- _Prompt_: Present the data below as a Markdown table with the columns "Number" and "Entry", starting with the line that contains "Can you find the white plastic" and going on through the line that contains "pixel 2 148", and include no other lines. Put each line in its own row with its row number, and leave out blank lines.

- _Given information_:
####################

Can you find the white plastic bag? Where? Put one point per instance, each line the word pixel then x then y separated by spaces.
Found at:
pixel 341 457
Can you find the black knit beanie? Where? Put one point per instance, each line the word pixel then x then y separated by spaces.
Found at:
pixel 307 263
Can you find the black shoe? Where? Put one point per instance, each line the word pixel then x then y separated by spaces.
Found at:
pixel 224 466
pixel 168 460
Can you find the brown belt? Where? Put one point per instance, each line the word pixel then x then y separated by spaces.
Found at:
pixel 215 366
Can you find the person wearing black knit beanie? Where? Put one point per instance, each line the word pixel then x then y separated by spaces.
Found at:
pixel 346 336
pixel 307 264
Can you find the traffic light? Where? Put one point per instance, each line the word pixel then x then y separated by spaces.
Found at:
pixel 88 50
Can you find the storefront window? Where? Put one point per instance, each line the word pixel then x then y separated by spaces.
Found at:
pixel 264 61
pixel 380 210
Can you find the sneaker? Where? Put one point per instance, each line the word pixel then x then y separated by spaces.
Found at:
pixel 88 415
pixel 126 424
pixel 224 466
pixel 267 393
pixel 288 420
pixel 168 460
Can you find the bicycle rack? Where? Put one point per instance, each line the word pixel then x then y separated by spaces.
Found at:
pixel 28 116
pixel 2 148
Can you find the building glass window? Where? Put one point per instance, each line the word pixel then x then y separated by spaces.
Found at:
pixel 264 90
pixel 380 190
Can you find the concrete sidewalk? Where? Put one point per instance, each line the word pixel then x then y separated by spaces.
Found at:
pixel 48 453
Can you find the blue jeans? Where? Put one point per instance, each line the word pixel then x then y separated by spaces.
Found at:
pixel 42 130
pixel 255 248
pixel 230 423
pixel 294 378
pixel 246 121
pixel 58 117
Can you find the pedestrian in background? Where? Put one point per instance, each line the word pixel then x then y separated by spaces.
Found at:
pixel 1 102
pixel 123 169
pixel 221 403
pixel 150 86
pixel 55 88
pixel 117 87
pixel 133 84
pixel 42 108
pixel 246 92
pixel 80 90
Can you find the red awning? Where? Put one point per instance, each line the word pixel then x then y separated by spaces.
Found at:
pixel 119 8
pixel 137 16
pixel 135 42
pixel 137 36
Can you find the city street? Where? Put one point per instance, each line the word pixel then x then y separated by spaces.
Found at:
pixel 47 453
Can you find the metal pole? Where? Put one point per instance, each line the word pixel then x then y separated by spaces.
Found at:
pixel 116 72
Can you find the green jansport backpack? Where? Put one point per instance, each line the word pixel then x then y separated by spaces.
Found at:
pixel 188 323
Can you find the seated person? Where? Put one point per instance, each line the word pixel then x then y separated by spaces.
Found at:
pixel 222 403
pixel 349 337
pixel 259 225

####################

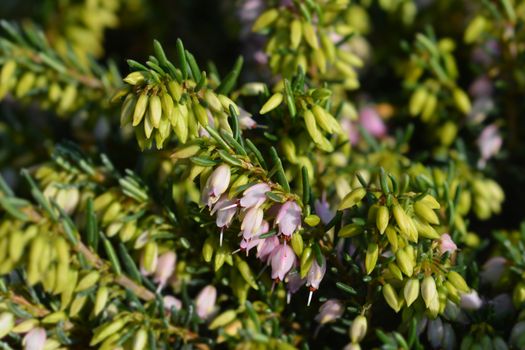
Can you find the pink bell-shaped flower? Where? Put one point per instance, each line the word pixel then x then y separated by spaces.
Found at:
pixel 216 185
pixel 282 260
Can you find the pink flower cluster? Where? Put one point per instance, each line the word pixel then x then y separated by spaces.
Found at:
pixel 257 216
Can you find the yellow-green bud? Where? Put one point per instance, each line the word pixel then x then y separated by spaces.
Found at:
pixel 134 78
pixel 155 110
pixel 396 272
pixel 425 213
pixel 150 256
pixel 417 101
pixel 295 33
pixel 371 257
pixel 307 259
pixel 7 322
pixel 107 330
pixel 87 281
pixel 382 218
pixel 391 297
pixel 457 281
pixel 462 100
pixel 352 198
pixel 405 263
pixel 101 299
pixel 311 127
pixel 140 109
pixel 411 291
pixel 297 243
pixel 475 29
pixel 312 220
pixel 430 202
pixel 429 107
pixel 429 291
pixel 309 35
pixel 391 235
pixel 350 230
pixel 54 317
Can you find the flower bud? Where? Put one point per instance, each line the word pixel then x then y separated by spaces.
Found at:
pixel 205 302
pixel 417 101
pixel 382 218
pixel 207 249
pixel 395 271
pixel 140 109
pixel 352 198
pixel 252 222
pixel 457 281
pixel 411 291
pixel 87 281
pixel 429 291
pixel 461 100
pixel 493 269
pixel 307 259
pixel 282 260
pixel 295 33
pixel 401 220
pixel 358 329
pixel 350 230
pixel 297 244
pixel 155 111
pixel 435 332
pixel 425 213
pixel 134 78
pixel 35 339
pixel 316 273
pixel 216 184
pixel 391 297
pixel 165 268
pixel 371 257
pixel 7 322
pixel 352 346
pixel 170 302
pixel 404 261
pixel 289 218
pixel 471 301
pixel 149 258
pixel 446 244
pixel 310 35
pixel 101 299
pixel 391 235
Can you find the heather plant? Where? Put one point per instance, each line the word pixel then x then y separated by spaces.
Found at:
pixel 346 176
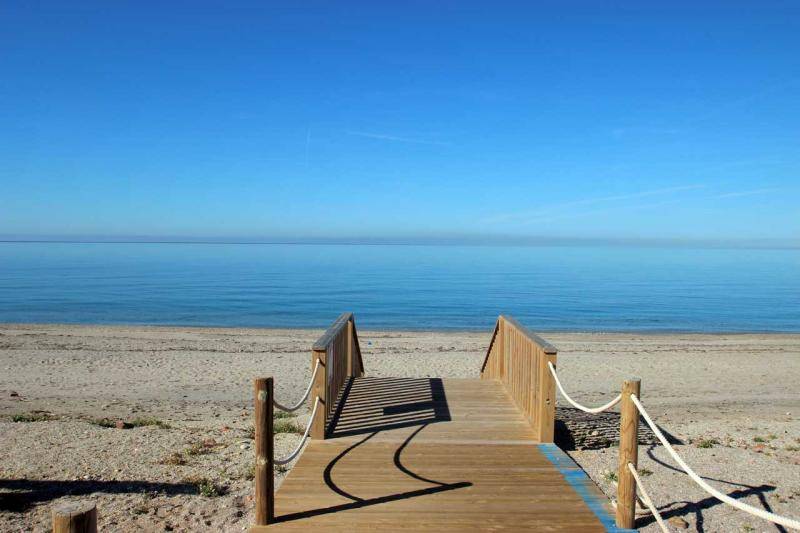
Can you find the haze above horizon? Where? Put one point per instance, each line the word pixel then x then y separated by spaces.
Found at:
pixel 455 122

####################

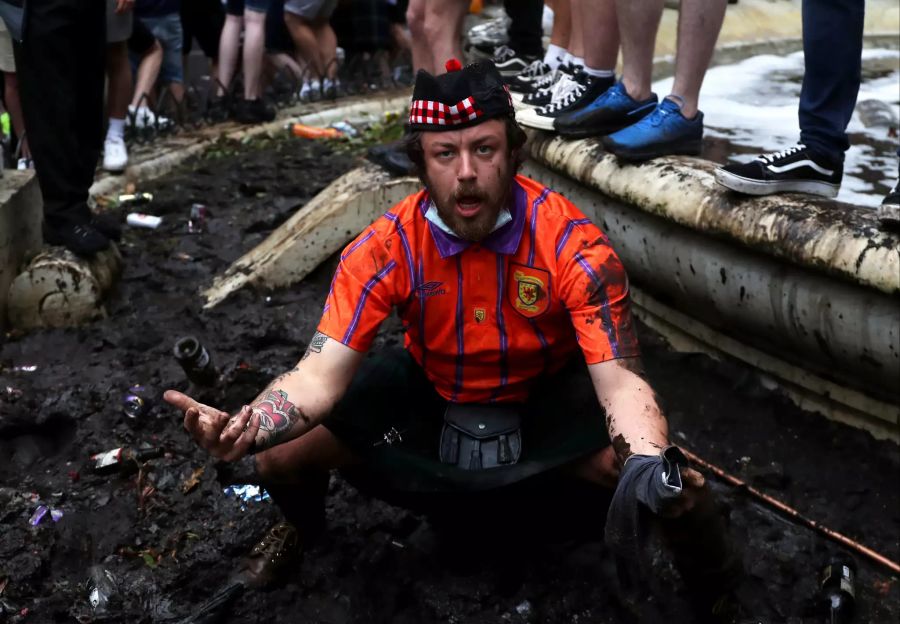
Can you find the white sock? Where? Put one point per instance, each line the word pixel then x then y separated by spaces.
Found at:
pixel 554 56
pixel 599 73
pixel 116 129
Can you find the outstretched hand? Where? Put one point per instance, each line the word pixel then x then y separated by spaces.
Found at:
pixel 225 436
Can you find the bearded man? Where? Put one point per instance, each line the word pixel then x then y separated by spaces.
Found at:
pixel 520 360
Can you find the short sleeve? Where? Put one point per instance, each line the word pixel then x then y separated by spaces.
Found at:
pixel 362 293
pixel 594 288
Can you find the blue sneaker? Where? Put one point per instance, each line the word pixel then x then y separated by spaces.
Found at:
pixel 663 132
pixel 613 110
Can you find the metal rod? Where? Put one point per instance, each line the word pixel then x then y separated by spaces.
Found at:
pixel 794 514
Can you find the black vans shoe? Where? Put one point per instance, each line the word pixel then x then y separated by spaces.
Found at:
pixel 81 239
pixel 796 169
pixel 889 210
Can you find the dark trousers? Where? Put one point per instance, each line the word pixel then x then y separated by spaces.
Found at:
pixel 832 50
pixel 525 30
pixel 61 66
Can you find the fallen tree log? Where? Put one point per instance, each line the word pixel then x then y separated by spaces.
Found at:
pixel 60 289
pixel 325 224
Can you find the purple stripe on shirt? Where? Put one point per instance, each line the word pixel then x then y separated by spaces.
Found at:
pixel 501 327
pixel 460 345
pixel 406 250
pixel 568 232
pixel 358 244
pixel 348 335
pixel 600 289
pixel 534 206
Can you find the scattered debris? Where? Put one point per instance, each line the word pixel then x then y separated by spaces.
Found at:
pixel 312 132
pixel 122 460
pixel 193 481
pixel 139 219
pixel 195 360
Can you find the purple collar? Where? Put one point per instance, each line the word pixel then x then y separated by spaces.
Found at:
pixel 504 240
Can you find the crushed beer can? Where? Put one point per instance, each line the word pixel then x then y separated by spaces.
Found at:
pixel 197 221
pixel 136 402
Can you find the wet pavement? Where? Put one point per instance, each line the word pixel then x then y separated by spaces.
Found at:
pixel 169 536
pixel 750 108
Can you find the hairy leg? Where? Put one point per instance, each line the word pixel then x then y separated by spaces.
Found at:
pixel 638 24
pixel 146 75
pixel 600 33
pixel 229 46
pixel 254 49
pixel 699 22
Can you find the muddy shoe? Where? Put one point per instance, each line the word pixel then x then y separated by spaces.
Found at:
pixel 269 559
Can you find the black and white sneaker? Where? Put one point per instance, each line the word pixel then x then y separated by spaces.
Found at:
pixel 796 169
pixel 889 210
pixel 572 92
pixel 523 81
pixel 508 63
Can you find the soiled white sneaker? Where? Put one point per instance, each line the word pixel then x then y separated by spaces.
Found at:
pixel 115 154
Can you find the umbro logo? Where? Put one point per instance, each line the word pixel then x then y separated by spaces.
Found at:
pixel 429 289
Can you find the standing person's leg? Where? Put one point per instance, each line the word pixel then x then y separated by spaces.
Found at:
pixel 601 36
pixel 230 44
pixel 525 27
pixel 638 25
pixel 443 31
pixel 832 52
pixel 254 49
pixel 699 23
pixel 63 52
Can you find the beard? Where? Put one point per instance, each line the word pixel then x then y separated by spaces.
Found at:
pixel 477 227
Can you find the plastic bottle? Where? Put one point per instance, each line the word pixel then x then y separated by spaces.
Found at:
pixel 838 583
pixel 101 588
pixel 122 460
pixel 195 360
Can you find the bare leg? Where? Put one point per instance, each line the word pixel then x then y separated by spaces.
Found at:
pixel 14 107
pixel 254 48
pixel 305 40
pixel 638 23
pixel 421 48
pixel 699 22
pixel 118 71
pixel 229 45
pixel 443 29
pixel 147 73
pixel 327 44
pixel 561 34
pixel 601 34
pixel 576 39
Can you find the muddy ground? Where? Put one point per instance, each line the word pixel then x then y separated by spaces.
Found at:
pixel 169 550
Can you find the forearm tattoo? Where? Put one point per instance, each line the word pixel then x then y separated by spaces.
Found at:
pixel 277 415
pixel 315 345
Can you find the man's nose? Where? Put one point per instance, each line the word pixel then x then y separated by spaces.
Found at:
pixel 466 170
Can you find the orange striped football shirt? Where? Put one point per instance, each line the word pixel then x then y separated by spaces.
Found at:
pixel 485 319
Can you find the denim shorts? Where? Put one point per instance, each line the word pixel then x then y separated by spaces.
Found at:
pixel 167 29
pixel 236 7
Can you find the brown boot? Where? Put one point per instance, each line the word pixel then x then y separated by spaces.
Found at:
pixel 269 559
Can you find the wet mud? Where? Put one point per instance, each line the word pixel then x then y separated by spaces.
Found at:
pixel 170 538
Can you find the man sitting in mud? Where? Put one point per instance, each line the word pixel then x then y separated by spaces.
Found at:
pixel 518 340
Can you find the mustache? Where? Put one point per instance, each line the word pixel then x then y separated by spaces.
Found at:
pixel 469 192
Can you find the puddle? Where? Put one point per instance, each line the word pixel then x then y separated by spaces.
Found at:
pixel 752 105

####################

- _Exercise answer_:
| Number | Entry |
|---|---|
| 1 | Can you find the white plastic bag? Where? Put one point per instance, each line the word pixel then x then y separated by spaces. |
| 2 | Found at: |
| 3 | pixel 341 457 |
| 4 | Can you find the black knit beanie? Where? Put one point per instance, each line the word pixel then x then y separated by spaces. |
| 5 | Found at: |
| 6 | pixel 307 263 |
| 7 | Can you find the black shoe? Where? Put one point per instance, each line the word pixel then x then y separated by spaces. |
| 8 | Found at: |
| 9 | pixel 224 466 |
| 10 | pixel 168 460 |
| 11 | Can you find the brown belt? Where? Put one point per instance, each line the word pixel then x then y separated by spaces. |
| 12 | Found at: |
| 13 | pixel 215 366 |
| 14 | Can you find the person wearing black knit beanie? Where? Put one point per instance, each line the word pixel then x then y separated by spaces. |
| 15 | Found at: |
| 16 | pixel 346 336 |
| 17 | pixel 307 264 |
| 18 | Can you find the traffic light? Where? Put one point per instance, each line the word pixel then x then y separated by spaces. |
| 19 | Found at: |
| 20 | pixel 88 50 |
| 21 | Can you find the storefront window? Where? Put one point per instance, each line the word pixel then x then y separated by spaces. |
| 22 | Found at: |
| 23 | pixel 264 61 |
| 24 | pixel 380 210 |
| 25 | Can you find the sneaker? Where? Put one point per instance, each line the word pixel then x then y separated by spaces. |
| 26 | Found at: |
| 27 | pixel 88 415 |
| 28 | pixel 126 424 |
| 29 | pixel 224 466 |
| 30 | pixel 267 393 |
| 31 | pixel 288 420 |
| 32 | pixel 168 460 |
| 33 | Can you find the bicycle rack? Where? Put one point per instance, each line the word pixel then x then y separated by spaces. |
| 34 | Found at: |
| 35 | pixel 28 116 |
| 36 | pixel 2 148 |